--- BEGIN ---

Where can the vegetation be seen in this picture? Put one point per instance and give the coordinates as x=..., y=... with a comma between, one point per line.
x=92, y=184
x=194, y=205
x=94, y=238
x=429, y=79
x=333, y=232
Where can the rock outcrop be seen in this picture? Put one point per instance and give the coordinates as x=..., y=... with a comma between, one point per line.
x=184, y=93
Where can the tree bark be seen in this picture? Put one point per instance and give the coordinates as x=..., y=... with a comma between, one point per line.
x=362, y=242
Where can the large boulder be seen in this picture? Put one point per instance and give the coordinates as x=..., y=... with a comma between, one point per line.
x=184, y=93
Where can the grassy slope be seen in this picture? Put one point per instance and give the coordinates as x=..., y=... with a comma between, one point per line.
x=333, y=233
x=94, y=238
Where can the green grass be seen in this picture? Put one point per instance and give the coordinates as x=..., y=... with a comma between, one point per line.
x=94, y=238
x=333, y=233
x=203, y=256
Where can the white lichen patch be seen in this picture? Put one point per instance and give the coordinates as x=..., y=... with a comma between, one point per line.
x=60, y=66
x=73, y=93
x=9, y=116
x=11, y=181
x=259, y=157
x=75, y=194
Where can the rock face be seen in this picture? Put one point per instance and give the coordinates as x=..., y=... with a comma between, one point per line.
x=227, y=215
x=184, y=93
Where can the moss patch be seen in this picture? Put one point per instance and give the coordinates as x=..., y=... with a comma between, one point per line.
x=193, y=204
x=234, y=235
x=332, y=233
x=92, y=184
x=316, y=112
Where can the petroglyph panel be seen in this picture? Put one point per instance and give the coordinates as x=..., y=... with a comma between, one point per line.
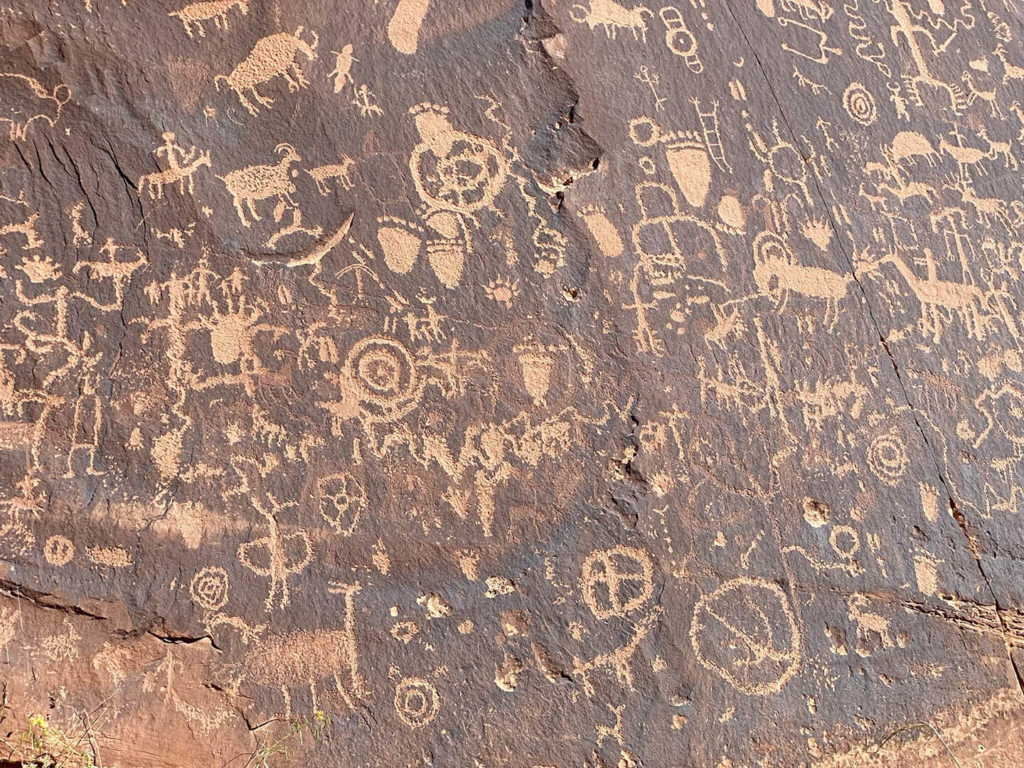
x=496, y=383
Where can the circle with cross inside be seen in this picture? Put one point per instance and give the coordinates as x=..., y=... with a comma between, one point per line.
x=616, y=582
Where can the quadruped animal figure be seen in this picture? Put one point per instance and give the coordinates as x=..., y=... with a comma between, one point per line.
x=612, y=16
x=257, y=182
x=273, y=55
x=194, y=14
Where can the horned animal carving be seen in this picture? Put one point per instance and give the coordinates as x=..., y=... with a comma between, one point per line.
x=261, y=181
x=273, y=55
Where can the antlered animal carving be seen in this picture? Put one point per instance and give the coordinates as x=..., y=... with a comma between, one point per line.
x=24, y=100
x=184, y=175
x=273, y=55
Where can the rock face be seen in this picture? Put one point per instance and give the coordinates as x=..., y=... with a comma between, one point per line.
x=493, y=384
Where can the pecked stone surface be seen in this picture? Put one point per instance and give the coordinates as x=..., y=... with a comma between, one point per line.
x=488, y=384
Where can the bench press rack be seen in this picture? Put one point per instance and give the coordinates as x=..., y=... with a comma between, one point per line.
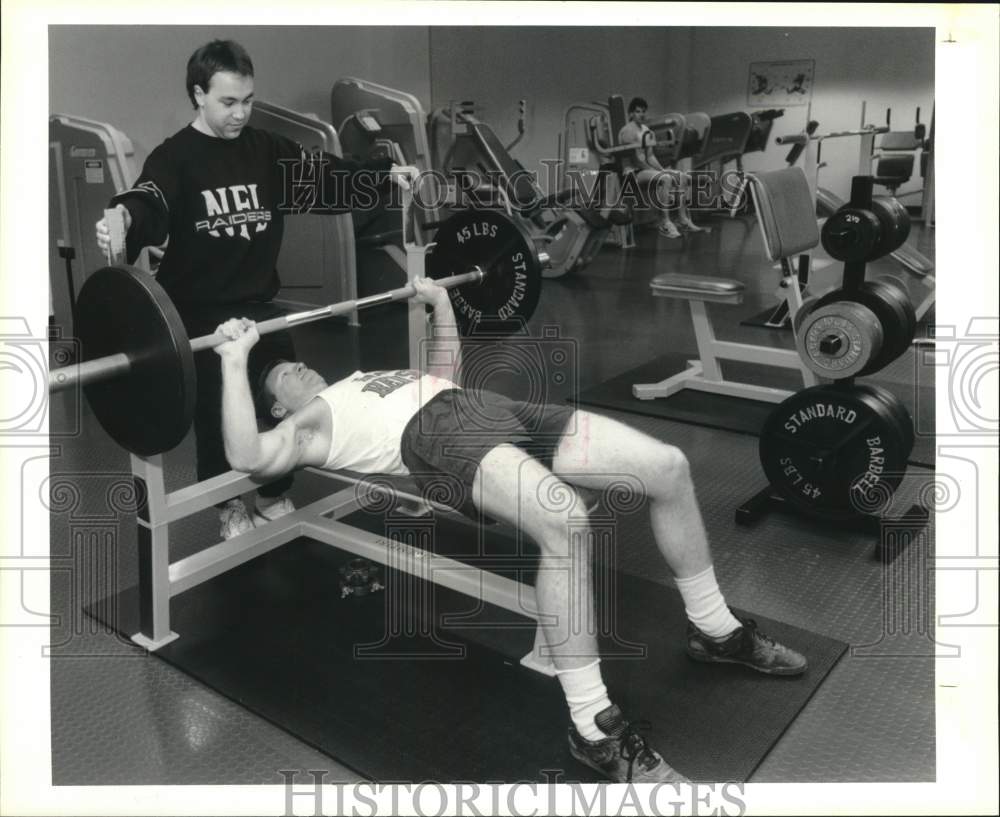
x=160, y=579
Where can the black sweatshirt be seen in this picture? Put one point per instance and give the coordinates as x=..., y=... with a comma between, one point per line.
x=222, y=203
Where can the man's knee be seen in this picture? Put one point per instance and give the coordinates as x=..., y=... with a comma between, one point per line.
x=668, y=472
x=557, y=519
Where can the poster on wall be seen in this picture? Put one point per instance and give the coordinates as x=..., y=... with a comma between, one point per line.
x=786, y=83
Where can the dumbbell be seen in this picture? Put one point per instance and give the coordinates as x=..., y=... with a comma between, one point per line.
x=862, y=234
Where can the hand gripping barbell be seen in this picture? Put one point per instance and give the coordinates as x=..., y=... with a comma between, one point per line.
x=138, y=367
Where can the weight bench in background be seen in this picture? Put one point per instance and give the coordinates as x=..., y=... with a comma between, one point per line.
x=784, y=207
x=317, y=257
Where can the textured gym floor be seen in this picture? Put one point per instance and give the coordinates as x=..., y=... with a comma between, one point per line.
x=120, y=716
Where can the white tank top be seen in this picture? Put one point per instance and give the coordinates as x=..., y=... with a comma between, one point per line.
x=370, y=411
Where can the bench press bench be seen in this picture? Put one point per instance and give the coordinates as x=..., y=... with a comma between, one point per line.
x=160, y=580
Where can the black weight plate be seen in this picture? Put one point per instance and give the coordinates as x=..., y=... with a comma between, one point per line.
x=150, y=409
x=894, y=312
x=895, y=223
x=851, y=234
x=903, y=296
x=833, y=452
x=906, y=317
x=501, y=246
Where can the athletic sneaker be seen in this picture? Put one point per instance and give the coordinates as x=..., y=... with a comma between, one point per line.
x=669, y=230
x=234, y=519
x=746, y=645
x=689, y=226
x=281, y=507
x=623, y=756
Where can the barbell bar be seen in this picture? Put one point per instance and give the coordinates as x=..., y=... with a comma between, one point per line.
x=120, y=364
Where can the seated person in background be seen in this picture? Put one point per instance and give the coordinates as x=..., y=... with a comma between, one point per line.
x=403, y=422
x=643, y=165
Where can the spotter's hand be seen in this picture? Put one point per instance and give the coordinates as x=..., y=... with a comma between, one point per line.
x=104, y=234
x=242, y=335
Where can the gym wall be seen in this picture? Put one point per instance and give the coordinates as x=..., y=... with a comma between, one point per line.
x=552, y=68
x=133, y=76
x=887, y=67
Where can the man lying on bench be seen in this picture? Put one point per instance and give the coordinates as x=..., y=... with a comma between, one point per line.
x=404, y=422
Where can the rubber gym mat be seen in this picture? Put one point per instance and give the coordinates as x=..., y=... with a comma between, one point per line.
x=734, y=413
x=275, y=636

--- END ---

• TASK STATEMENT
Copy all of the lines above word for word, without the pictures.

• TASK RESULT
Where can the vegetation be seen in this picture? Put one point per instance and give the coordinates as x=..., y=... with a comma between, one point per line.
x=92, y=184
x=194, y=205
x=94, y=238
x=429, y=79
x=333, y=232
Where can the rock outcrop be seen in this picture? Put one point per instance and give the coordinates as x=..., y=... with a comma between, one point per line.
x=184, y=93
Where can the tree bark be seen in this picture? Put one point per instance and give the coordinates as x=..., y=... with a comma between, one point per line.
x=362, y=242
Where can the large boulder be seen in this picture? Put one point per instance and give the coordinates as x=..., y=... with a comma between, one point per line.
x=184, y=93
Where can the grassy slope be seen in this picture? Put one point per instance and give the coordinates as x=..., y=... with a comma between, one point per line.
x=333, y=233
x=94, y=238
Where can the green grass be seen in this picture? Put one point per instance and give the coordinates as x=..., y=... with a comma between, one point per line.
x=94, y=238
x=333, y=233
x=203, y=256
Where can the white lichen patch be seen in this picture? Put one point per instance and give the coordinates as x=..., y=... with a comma between, one point per line.
x=60, y=66
x=73, y=93
x=9, y=116
x=11, y=181
x=259, y=157
x=75, y=194
Where can the rock face be seen in this picture? Put one point per instance and give the coordinates as x=..., y=... with a comma between, one point per line.
x=227, y=215
x=184, y=93
Where can the moss patch be seen in this picture? Put one point per instance and give the coordinates as x=..., y=... with a comma between, one point per line.
x=193, y=204
x=234, y=235
x=332, y=233
x=92, y=184
x=316, y=112
Where can the petroglyph panel be seen in this picture? Put one point per instance and give the coordinates as x=..., y=... with a comma between, one point per line.
x=496, y=383
Where can the circle with cross inside be seen in this picture? Put one point per instance and give the coordinates as x=..., y=... with a comma between, one point per line.
x=616, y=582
Where can the quadruped animal figure be seen in this picture? Put one point per instance and give the coordinates as x=..., y=... with a comma between, one point per line.
x=612, y=16
x=257, y=182
x=273, y=55
x=194, y=14
Where can the horned animal carving be seen in this picture? Put one point per instance and give the coordinates as x=..., y=... with a comma between, one point per line.
x=261, y=181
x=273, y=55
Where can the antlered animal carving be seen in this picture? Put one point per instance and give the coordinates as x=..., y=... with a comma between, one point per line.
x=24, y=100
x=184, y=175
x=273, y=55
Where can the rock face be seen in this picture? Put one point per instance and give the coordinates as x=..., y=... with a comma between, one point per line.
x=493, y=384
Where can the pecked stone surface be seen in this picture? Put one point per instance and give the coordinates as x=..., y=... with a comma between, one point per line.
x=488, y=384
Where can the bench press rack be seen in this picture? Put one point per instance and give the coordinates as x=..., y=... with a comma between, one point per line.
x=160, y=579
Where can the black sweatshirt be seen in this picture? Put one point per instance and give the coordinates as x=..., y=... with a comma between, one point per line.
x=222, y=203
Where can the man's knee be seen in this picture? Put one point per instance and give the coordinates as x=..., y=... with a comma between, one point per line.
x=668, y=472
x=557, y=519
Where can the poster on wall be seen in this picture? Put one point per instance and give the coordinates as x=..., y=... with a comma between, one point per line.
x=786, y=83
Where can the dumbbell be seen in this picture? Put one point per instance and give the coordinates as x=..., y=... with a comma between, one point per line.
x=862, y=234
Where can the hand gripping barbell be seen in this picture? Put one point per instance and give the coordinates as x=..., y=... with a comma between, one point per line.
x=138, y=367
Where can the weight bench in background be seen in this picture? Put one point per instance and give the coordinates as x=..., y=... with a comma between, one point per line.
x=784, y=207
x=317, y=257
Where can the textured gym floor be seen in this picture? Put one point per instance and give the coordinates as x=..., y=... with a comma between, one point per line.
x=120, y=716
Where can the white tank top be seen in this picture? Put one point per instance and give the coordinates as x=..., y=... with a comma between, one point per line.
x=370, y=411
Where can the bench press bench be seen in this picture? Put one point per instance and give the coordinates as x=..., y=... with a comma between, one point per line.
x=160, y=580
Where can the black weight plate be seen in this picture? Put one point per instance and give the coordinates as x=..., y=... with a comma between, one point per line.
x=150, y=409
x=894, y=312
x=895, y=223
x=851, y=234
x=903, y=296
x=833, y=452
x=906, y=317
x=501, y=246
Where can the athletic sneaker be seen in this picture? Put one point per instance and give the coordinates as x=..., y=... with a comma between, one point per line.
x=669, y=230
x=234, y=519
x=746, y=645
x=689, y=226
x=281, y=507
x=623, y=756
Where can the barbell bar be seen in this picture? Put one point per instance and give the coordinates as x=..., y=... with a comma between, one point per line.
x=120, y=364
Where can the seated person in background be seen in this picture? Put one point per instance and give the coordinates as x=..., y=... with a comma between, one point per line.
x=403, y=422
x=643, y=165
Where can the spotter's hand be seen in this picture? Put one point per instance and give the coordinates as x=..., y=... with a comma between, one point per line.
x=104, y=234
x=242, y=335
Where can the gym wall be seen in this picture? Put one point per instance and give the coordinates as x=..., y=... with a comma between, one point per line.
x=552, y=68
x=133, y=76
x=887, y=67
Where can the man lying on bench be seen in this picture? Put one point per instance and give the coordinates as x=..., y=... with a comma between, one point per line.
x=404, y=422
Where can the rubber gym mat be seen in this picture? Put one point per instance and give the coordinates as x=..., y=... with a comma between, one point per line.
x=734, y=413
x=275, y=636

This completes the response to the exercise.